Mehaffey was educated in the Lima public schools. As both his grandfather and father were very active in Democratic politics, he won entry to the United States Military Academy at West Point. He entered West Point on June 15, 1907, and graduated 3rd in a class of 82 on June 13, 1911. He was commissioned a 2d Lieutenant in the Army Corps of Engineers.

===Early military career===
Mehaffey served in Rock Island, Illinois; Memphis, Tennessee; and New Orleans, Louisiana, until November 21, 1911, at which time he was transferred to the Panama Canal Zone. He served there until June 15, 1912. After serving briefly in the Corps offices in Pittsburgh, Pennsylvania, and Wheeling, West Virginia, he was ordered on August 28, 1912, to report to the Washington Barracks of the Corps to attend engineering school. Upon his graduation on February 28, 1913, he was commissioned a 1st Lieutenant.

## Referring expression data
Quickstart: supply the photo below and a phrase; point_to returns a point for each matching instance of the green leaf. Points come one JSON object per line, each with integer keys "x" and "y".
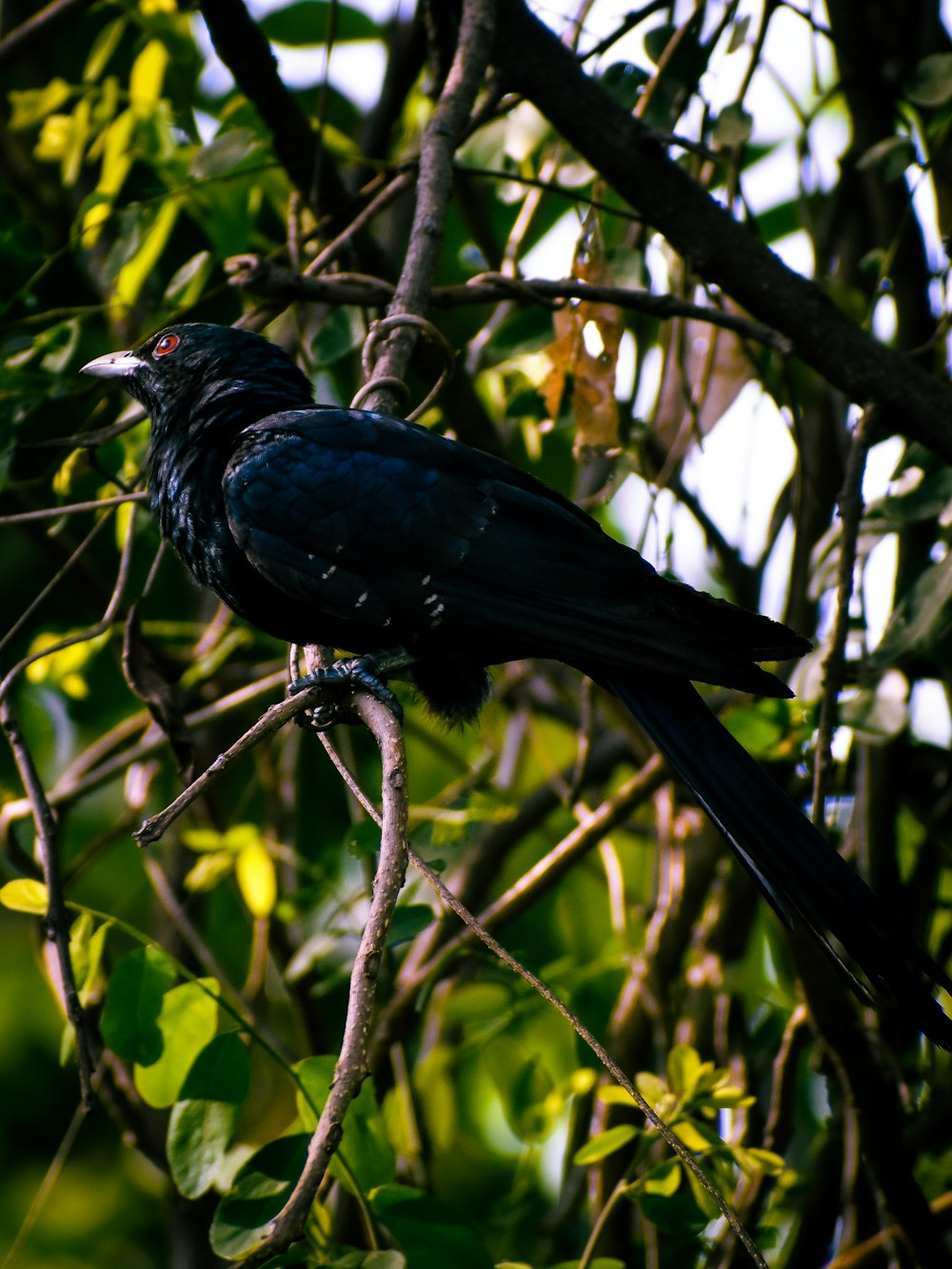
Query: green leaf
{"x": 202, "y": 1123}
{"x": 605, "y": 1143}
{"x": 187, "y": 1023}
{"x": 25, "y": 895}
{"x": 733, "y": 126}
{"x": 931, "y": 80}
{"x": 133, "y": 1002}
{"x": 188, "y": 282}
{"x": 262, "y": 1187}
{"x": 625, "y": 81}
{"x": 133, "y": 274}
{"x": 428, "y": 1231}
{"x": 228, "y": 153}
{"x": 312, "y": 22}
---
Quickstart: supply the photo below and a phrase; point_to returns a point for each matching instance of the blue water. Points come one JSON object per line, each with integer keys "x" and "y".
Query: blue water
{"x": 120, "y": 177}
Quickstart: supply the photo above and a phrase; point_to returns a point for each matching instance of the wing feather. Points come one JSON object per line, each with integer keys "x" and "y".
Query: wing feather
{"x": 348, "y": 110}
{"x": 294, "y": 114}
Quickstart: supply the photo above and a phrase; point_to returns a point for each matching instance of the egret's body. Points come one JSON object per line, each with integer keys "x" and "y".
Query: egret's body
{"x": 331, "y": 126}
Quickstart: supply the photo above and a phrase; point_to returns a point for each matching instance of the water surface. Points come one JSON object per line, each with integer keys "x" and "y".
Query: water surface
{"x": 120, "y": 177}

## What the exercise asks
In the passage on Mehaffey's early career, where was he transferred on November 21, 1911? These entries are separate material from the passage on Mehaffey's early career.

## Your response
The Panama Canal Zone.